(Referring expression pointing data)
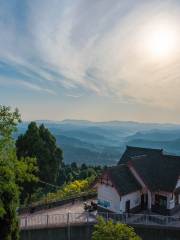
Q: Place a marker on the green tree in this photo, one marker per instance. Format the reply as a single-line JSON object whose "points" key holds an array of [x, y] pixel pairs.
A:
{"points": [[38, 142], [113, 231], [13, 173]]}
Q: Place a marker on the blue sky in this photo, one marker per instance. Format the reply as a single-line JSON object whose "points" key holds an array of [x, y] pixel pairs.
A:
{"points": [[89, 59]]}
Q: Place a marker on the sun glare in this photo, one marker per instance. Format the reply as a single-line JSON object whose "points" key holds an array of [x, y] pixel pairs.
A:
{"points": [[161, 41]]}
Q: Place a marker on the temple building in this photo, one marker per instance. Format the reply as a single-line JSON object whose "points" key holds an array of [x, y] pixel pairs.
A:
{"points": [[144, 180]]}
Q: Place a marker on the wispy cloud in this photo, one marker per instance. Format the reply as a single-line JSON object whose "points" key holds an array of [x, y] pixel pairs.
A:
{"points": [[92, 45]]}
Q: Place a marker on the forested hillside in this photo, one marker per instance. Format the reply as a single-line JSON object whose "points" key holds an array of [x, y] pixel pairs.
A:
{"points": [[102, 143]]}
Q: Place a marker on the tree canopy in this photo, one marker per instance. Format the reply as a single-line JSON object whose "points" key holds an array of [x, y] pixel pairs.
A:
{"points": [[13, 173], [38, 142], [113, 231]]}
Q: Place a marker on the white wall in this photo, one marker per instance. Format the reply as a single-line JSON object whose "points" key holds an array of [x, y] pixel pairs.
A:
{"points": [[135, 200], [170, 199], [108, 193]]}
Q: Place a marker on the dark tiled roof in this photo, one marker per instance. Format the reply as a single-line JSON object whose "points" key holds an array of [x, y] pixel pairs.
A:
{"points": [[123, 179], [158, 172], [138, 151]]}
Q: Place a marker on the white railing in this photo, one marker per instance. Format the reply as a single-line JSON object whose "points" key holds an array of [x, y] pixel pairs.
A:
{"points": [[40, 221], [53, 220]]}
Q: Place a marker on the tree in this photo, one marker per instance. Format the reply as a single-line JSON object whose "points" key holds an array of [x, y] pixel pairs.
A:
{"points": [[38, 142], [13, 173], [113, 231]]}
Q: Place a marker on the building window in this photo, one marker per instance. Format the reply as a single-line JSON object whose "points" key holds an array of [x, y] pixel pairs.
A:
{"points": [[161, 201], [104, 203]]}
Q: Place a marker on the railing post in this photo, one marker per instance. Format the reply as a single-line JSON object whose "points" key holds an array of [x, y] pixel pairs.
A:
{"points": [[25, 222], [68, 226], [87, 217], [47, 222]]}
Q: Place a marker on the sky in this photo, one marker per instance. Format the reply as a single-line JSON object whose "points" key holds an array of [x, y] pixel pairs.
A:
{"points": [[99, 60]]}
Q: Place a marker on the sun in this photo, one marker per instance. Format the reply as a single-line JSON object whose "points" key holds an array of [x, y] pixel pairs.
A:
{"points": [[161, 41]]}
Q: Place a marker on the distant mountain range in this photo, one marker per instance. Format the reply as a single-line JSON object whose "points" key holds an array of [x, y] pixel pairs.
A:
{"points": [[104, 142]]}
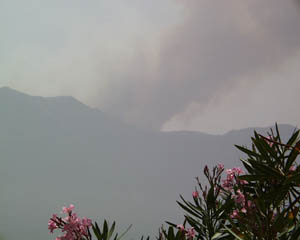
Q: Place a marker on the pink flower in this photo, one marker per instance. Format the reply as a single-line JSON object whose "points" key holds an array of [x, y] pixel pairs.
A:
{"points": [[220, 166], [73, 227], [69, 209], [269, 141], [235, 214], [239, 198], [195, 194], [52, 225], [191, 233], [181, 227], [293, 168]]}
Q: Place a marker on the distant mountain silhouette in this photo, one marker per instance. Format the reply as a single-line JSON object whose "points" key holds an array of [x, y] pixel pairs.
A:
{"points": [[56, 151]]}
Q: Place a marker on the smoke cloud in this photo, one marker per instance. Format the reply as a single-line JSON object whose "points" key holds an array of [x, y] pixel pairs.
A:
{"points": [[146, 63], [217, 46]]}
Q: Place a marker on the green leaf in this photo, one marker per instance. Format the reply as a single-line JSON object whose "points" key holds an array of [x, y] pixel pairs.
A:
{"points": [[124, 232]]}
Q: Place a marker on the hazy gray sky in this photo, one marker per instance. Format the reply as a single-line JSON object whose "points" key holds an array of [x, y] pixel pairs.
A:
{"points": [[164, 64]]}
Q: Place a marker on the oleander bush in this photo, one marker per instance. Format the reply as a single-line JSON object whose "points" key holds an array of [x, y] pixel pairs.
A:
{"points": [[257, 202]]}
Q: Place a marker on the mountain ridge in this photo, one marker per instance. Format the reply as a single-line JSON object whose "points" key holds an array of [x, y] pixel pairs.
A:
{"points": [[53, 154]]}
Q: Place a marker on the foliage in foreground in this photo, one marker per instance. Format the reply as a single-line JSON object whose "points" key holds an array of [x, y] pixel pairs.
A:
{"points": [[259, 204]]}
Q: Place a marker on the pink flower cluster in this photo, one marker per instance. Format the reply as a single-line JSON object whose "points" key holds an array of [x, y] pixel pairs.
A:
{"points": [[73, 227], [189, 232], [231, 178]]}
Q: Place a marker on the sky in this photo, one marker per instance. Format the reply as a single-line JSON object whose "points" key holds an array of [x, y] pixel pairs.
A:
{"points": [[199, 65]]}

◆ Exercise brief
Show every line above in which the word "flower" occurs.

◆ Answer box
Q: Place a marker on the pink flower in this photo, one marker per instance. Format the reply as a single-line JSON object whose "points" key holds an array of [x, y] pixel pairs.
Q: Place a marker on the pink flower cluster in this photo, one marker per instance. Format the reply as a single-line JSON object whose "points" key holds an array of [x, y] pixel pairs.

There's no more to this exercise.